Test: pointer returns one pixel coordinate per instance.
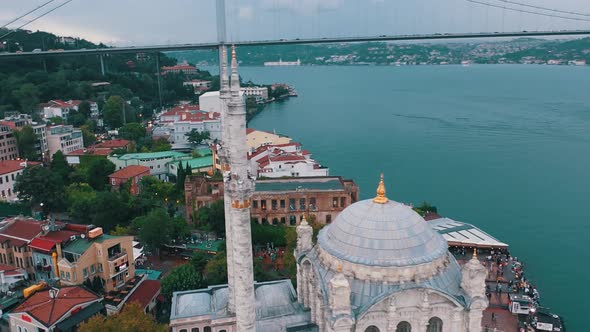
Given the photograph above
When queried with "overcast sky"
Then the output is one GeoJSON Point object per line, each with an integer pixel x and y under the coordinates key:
{"type": "Point", "coordinates": [145, 22]}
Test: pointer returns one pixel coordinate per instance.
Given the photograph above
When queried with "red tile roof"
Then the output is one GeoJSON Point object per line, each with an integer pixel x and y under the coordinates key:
{"type": "Point", "coordinates": [48, 311]}
{"type": "Point", "coordinates": [130, 171]}
{"type": "Point", "coordinates": [145, 292]}
{"type": "Point", "coordinates": [42, 244]}
{"type": "Point", "coordinates": [112, 144]}
{"type": "Point", "coordinates": [21, 231]}
{"type": "Point", "coordinates": [9, 166]}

^^^^^^^^

◆ **WHAT YOU HAVE TO DO**: Everything in the records must be returned exactly, except the pictures.

◆ **ANSWER FOR THE TASK**:
Test: pointer returns one pixel coordinate per instance.
Given the photograph above
When queried with "overcast sky"
Then the output is one GeoJSON Point object per line, each with an integer pixel x and y under the coordinates key:
{"type": "Point", "coordinates": [145, 22]}
Test: pointer returns one pixel coordinate per instance.
Given the photograph above
When queried with "red tile roof"
Then the output is one GeoJSON Point object per line, each with an integer pixel x and y under the coordinates key:
{"type": "Point", "coordinates": [48, 311]}
{"type": "Point", "coordinates": [130, 171]}
{"type": "Point", "coordinates": [145, 292]}
{"type": "Point", "coordinates": [42, 244]}
{"type": "Point", "coordinates": [112, 144]}
{"type": "Point", "coordinates": [21, 231]}
{"type": "Point", "coordinates": [9, 166]}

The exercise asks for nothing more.